> Required work
Reproduce the data exactly; no word may be added or dropped.

[Natural language region descriptions]
####
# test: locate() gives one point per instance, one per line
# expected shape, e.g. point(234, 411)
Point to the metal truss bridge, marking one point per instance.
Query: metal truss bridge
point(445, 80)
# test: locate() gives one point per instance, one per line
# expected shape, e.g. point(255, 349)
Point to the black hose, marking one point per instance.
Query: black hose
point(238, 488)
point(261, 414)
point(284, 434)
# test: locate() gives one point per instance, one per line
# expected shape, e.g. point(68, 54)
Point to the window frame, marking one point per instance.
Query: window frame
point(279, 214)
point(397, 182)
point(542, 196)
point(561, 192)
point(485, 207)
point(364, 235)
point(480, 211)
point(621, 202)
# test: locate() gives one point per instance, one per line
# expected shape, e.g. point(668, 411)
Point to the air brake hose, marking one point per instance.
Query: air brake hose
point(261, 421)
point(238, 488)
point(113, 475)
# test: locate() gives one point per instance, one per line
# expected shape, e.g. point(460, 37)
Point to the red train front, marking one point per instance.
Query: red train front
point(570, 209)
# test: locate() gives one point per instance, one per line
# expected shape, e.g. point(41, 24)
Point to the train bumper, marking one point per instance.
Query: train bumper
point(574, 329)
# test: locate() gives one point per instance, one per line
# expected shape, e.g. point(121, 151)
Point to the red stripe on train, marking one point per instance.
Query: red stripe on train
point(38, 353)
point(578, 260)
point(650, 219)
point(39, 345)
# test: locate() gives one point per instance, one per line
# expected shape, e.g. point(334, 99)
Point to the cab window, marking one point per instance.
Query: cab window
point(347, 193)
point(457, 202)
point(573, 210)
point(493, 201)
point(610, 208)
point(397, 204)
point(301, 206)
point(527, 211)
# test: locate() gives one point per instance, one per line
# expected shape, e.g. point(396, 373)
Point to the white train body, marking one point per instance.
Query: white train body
####
> Result
# test: locate() gives one point per instance, one per line
# expected shape, e.g. point(234, 411)
Point to the metal truss bridge, marking one point per instance.
Query: metal truss bridge
point(445, 80)
# test: locate() gives one point per instance, one per line
# expected shape, e.g. point(255, 349)
Point to the black hose, marking one point per instance.
Query: black hose
point(238, 488)
point(261, 414)
point(284, 434)
# test: locate() gives one point per instance, one per line
# expected shape, e.g. point(68, 54)
Point to the window frame, marking one point per instance.
Query: window frame
point(279, 214)
point(397, 182)
point(542, 196)
point(561, 192)
point(485, 207)
point(364, 235)
point(480, 211)
point(621, 202)
# test: locate() gives one point per instance, one per line
# expected shape, e.g. point(668, 411)
Point to the air brake hose, marking one point per instance.
Query: air brake hose
point(261, 421)
point(238, 488)
point(113, 475)
# test: locate() gives one point per instance, one per line
# expected shape, e.g. point(460, 37)
Point to the red train front, marking one point per instance.
Query: red train front
point(570, 209)
# test: locate() gives one point per instance, one per line
# expected shape, e.g. point(41, 24)
Point to the train bumper, marking one point per instance.
Query: train bumper
point(574, 329)
# test: locate() gives one point per instance, one per line
# expected shape, e.g. point(121, 151)
Point to the red stripe on train, marking one point per instance.
Query: red stripe on train
point(38, 353)
point(578, 260)
point(650, 219)
point(39, 345)
# test: locate() gives one point per instance, one per line
# expected shape, e.g. point(334, 99)
Point to the cab window, marking one point per instance.
Query: cab window
point(347, 193)
point(457, 202)
point(573, 210)
point(493, 201)
point(610, 208)
point(397, 204)
point(301, 206)
point(527, 211)
# test: locate() gives one point per instance, one per line
# expected shape, e.g. point(396, 373)
Point to the white train body, marking one point per instance.
Query: white train body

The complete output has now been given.